■ SHORT EXERCISE
Count the lines in the entries below that contain the word "ceiling", matching case exactly, and reply with the number only.

■ DATASET ROWS

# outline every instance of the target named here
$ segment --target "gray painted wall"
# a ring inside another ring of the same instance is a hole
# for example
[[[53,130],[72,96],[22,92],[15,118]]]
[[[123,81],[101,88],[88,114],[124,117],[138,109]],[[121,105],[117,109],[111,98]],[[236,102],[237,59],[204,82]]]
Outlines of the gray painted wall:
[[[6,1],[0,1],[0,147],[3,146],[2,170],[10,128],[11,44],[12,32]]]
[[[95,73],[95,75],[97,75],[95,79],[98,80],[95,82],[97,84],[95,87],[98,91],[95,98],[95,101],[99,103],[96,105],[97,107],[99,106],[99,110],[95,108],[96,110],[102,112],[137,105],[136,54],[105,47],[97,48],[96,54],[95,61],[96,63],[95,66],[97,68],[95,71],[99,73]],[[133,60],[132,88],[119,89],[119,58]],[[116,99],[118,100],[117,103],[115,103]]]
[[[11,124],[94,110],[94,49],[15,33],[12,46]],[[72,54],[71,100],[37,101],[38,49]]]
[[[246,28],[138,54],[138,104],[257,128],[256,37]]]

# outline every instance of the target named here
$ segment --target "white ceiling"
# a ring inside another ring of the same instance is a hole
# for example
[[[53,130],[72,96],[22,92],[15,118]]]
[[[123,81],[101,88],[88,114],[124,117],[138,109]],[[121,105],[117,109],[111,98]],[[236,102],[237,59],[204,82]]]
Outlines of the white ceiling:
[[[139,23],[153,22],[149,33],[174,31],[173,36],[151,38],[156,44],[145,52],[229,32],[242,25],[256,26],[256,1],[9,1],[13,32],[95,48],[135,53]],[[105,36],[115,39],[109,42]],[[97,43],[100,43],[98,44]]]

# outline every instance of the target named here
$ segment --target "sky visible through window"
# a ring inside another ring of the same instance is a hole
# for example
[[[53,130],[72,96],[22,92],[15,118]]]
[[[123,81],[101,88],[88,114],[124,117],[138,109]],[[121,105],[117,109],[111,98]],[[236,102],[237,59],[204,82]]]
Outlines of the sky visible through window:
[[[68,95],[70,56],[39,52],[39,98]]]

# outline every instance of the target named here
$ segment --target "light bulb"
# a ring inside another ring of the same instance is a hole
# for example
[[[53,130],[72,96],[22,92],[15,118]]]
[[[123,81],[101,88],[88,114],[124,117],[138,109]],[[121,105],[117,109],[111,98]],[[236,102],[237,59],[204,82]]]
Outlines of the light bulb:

■ FINISHED TASK
2